#### Exercise prompt:
An exact copy of the lines from the one containing "153L174 154L177 162H192L195" through the last line below is required; include both of those lines and no others.

#### Exercise data:
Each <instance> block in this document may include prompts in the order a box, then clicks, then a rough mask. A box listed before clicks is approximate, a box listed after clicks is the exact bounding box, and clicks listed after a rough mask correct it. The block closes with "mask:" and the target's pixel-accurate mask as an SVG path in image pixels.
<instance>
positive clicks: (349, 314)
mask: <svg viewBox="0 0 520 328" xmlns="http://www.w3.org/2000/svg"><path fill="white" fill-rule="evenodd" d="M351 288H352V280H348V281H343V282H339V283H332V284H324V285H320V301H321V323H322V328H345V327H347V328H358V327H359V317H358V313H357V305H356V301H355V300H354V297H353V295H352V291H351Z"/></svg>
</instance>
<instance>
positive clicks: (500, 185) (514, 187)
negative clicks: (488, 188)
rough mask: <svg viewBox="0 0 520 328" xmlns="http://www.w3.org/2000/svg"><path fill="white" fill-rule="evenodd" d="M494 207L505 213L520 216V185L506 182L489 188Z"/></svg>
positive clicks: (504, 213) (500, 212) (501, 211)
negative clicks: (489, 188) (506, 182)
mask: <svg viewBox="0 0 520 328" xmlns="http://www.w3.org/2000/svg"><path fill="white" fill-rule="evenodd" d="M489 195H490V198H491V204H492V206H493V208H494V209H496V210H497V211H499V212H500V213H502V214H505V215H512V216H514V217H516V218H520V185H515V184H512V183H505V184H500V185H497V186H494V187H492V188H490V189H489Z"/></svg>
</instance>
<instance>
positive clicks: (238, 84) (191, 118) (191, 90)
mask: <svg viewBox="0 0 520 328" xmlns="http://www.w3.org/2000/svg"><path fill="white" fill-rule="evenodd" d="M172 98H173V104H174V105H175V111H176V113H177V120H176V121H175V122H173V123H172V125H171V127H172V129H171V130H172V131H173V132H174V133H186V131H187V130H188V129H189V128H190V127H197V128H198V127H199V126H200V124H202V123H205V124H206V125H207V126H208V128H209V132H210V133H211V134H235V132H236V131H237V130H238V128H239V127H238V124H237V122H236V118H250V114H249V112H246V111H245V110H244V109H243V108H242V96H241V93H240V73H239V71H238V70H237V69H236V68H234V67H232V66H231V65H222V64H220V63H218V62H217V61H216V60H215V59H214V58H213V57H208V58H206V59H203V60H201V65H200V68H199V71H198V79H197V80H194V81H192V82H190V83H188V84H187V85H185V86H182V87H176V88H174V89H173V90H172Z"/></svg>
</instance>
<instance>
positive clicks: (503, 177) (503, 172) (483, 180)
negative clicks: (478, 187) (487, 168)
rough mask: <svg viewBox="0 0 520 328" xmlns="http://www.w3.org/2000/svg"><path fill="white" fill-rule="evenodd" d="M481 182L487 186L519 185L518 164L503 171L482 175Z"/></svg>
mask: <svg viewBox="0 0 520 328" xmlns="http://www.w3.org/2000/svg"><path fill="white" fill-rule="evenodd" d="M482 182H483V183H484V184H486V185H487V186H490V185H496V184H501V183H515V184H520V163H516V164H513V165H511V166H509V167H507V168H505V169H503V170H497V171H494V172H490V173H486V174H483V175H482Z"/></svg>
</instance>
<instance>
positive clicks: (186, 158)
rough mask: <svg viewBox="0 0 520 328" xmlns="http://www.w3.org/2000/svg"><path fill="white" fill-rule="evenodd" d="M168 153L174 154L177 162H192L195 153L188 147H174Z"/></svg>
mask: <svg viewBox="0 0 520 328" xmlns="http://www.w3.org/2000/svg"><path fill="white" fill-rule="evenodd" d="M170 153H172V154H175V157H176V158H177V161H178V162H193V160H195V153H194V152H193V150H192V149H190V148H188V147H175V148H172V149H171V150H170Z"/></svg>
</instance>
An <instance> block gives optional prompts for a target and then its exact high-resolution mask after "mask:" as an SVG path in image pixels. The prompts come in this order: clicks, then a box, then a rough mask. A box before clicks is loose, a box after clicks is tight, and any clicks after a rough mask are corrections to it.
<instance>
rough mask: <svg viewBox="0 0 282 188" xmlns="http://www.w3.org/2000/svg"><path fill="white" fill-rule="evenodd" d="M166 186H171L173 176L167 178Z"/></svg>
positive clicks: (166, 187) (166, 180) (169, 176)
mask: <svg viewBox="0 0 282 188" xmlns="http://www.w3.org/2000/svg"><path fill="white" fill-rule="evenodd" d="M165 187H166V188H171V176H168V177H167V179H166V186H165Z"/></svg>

#### Response to the exercise:
rough mask: <svg viewBox="0 0 520 328" xmlns="http://www.w3.org/2000/svg"><path fill="white" fill-rule="evenodd" d="M168 153L174 154L177 162H192L195 153L188 147H174Z"/></svg>
mask: <svg viewBox="0 0 520 328" xmlns="http://www.w3.org/2000/svg"><path fill="white" fill-rule="evenodd" d="M170 153H172V154H175V157H176V158H177V161H178V162H193V160H195V153H194V152H193V150H192V149H190V148H188V147H175V148H172V149H171V150H170Z"/></svg>
</instance>
An <instance> block gives optional prompts for a target and then its exact high-resolution mask after "mask:" as an SVG path in image pixels. The prompts come in this order: clicks, then a box, then a rough mask. A box before clicks is loose, a box after clicks is tight, and any clicks after a rough mask are corrections to it.
<instance>
rough mask: <svg viewBox="0 0 282 188" xmlns="http://www.w3.org/2000/svg"><path fill="white" fill-rule="evenodd" d="M166 186H171L173 176L167 178Z"/></svg>
positive clicks: (166, 187) (166, 180) (169, 176)
mask: <svg viewBox="0 0 282 188" xmlns="http://www.w3.org/2000/svg"><path fill="white" fill-rule="evenodd" d="M165 187H166V188H171V176H168V177H167V179H166V186H165Z"/></svg>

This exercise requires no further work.